━━━ THE DATA ━━━
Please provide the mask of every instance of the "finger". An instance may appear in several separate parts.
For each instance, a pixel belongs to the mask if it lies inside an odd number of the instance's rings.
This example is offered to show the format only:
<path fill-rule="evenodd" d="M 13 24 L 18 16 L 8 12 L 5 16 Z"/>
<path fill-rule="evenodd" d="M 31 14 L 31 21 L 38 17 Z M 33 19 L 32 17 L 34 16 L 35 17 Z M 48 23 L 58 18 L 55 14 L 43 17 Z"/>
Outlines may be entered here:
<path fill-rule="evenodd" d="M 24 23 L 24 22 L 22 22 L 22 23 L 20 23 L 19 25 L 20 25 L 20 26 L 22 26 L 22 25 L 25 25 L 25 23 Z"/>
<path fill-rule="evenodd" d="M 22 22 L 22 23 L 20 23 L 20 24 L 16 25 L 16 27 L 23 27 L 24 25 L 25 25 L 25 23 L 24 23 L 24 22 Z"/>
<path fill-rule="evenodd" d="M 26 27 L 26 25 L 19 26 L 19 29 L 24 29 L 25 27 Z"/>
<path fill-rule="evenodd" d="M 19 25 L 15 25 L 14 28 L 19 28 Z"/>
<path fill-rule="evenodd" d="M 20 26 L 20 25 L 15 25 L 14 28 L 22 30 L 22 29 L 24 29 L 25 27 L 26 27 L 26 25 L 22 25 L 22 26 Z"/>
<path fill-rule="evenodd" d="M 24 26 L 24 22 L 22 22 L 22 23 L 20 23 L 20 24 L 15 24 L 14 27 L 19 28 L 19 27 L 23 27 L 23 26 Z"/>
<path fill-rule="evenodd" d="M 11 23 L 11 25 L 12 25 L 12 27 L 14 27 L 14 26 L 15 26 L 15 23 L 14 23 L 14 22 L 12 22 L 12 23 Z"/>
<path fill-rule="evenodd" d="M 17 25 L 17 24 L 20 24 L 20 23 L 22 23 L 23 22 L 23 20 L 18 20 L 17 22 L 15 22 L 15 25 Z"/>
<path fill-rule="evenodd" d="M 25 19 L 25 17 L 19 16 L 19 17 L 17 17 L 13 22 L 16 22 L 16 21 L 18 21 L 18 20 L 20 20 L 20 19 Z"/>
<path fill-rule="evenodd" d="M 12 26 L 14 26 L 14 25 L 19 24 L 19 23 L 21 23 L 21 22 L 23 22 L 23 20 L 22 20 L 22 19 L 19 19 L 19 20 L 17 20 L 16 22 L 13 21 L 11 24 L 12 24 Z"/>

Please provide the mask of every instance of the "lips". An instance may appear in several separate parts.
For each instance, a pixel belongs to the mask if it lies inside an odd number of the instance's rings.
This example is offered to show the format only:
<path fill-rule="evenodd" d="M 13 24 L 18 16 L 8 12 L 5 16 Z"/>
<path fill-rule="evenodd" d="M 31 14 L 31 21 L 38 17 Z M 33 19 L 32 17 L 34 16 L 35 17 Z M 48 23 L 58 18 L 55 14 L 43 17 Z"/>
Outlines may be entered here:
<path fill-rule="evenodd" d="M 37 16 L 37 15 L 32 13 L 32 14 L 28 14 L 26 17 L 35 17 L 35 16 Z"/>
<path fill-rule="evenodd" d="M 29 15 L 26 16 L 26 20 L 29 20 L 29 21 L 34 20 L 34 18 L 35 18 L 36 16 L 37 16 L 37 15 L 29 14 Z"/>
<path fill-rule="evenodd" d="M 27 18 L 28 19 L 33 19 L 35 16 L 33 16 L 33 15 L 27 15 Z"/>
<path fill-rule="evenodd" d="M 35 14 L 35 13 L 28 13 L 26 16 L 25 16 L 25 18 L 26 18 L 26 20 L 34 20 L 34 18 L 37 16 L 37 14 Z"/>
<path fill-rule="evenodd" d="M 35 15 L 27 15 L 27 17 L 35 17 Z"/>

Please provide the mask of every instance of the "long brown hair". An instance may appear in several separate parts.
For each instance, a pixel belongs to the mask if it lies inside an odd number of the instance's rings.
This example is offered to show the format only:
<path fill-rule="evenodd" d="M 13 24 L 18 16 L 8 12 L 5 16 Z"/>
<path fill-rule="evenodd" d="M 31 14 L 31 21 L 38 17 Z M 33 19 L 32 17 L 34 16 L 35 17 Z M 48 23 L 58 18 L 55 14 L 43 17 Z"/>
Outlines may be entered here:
━━━
**EXERCISE BRIEF**.
The answer must be an exact reproduction of all the records.

**RESULT OF THIS TASK**.
Please provide the mask of every instance of the "finger". An instance may appear in several separate parts.
For each instance, a pixel belongs to the mask if it lies inside an odd number of the instance's rings.
This example is offered to show the format only:
<path fill-rule="evenodd" d="M 13 24 L 18 16 L 8 12 L 5 16 Z"/>
<path fill-rule="evenodd" d="M 31 14 L 31 21 L 38 17 Z M 33 19 L 32 17 L 34 16 L 35 17 Z M 48 23 L 58 18 L 55 14 L 43 17 Z"/>
Outlines may be entered here:
<path fill-rule="evenodd" d="M 24 23 L 24 22 L 22 22 L 22 23 L 20 23 L 19 25 L 20 25 L 20 26 L 22 26 L 22 25 L 25 25 L 25 23 Z"/>
<path fill-rule="evenodd" d="M 22 22 L 22 23 L 20 23 L 20 24 L 16 25 L 16 27 L 23 27 L 24 25 L 25 25 L 25 23 L 24 23 L 24 22 Z"/>
<path fill-rule="evenodd" d="M 26 27 L 26 25 L 19 26 L 19 29 L 24 29 L 25 27 Z"/>
<path fill-rule="evenodd" d="M 19 25 L 15 25 L 14 28 L 19 28 Z"/>
<path fill-rule="evenodd" d="M 20 26 L 20 25 L 15 25 L 14 28 L 22 30 L 22 29 L 24 29 L 25 27 L 26 27 L 26 25 L 22 25 L 22 26 Z"/>
<path fill-rule="evenodd" d="M 24 26 L 24 22 L 22 22 L 22 23 L 20 23 L 20 24 L 15 24 L 14 27 L 19 28 L 19 27 L 23 27 L 23 26 Z"/>
<path fill-rule="evenodd" d="M 11 23 L 11 25 L 12 25 L 12 27 L 14 27 L 14 26 L 15 26 L 15 23 L 14 23 L 14 22 L 12 22 L 12 23 Z"/>
<path fill-rule="evenodd" d="M 17 25 L 17 24 L 20 24 L 20 23 L 22 23 L 23 22 L 23 20 L 18 20 L 17 22 L 15 22 L 15 25 Z"/>
<path fill-rule="evenodd" d="M 25 19 L 25 17 L 19 16 L 19 17 L 17 17 L 13 22 L 16 22 L 16 21 L 18 21 L 18 20 L 20 20 L 20 19 Z"/>
<path fill-rule="evenodd" d="M 12 26 L 14 26 L 14 25 L 19 24 L 19 23 L 21 23 L 21 22 L 23 22 L 23 20 L 22 20 L 22 19 L 19 19 L 19 20 L 17 20 L 16 22 L 13 21 L 11 24 L 12 24 Z"/>

Please provide the mask of every instance of the "lips". An instance may appear in several separate parts.
For each instance, a pixel belongs to the mask if it lies inside an odd number of the instance's rings.
This example is offered to show the format only:
<path fill-rule="evenodd" d="M 13 24 L 18 16 L 8 12 L 5 16 Z"/>
<path fill-rule="evenodd" d="M 31 14 L 31 21 L 38 17 Z M 33 19 L 32 17 L 34 16 L 35 17 Z M 48 23 L 58 18 L 55 14 L 43 17 Z"/>
Outlines may be entered here:
<path fill-rule="evenodd" d="M 37 16 L 37 15 L 32 13 L 32 14 L 28 14 L 26 17 L 35 17 L 35 16 Z"/>
<path fill-rule="evenodd" d="M 29 15 L 26 16 L 26 20 L 29 20 L 29 21 L 34 20 L 34 18 L 35 18 L 36 16 L 37 16 L 37 15 L 29 14 Z"/>
<path fill-rule="evenodd" d="M 27 18 L 28 19 L 33 19 L 35 16 L 33 16 L 33 15 L 27 15 Z"/>
<path fill-rule="evenodd" d="M 35 14 L 35 13 L 28 13 L 26 16 L 25 16 L 25 18 L 26 18 L 26 20 L 34 20 L 34 18 L 37 16 L 37 14 Z"/>
<path fill-rule="evenodd" d="M 35 15 L 27 15 L 27 17 L 35 17 Z"/>

Please provide the mask of every instance of the "long brown hair". An instance may appear in several separate parts.
For each instance, a pixel belongs to the mask if it lies inside an odd number of the instance's rings.
This example is offered to show the format only:
<path fill-rule="evenodd" d="M 13 24 L 18 16 L 8 12 L 5 16 Z"/>
<path fill-rule="evenodd" d="M 31 14 L 31 21 L 38 17 Z M 33 19 L 32 17 L 34 16 L 35 17 Z M 48 23 L 58 18 L 55 14 L 43 17 Z"/>
Outlines may be entered here:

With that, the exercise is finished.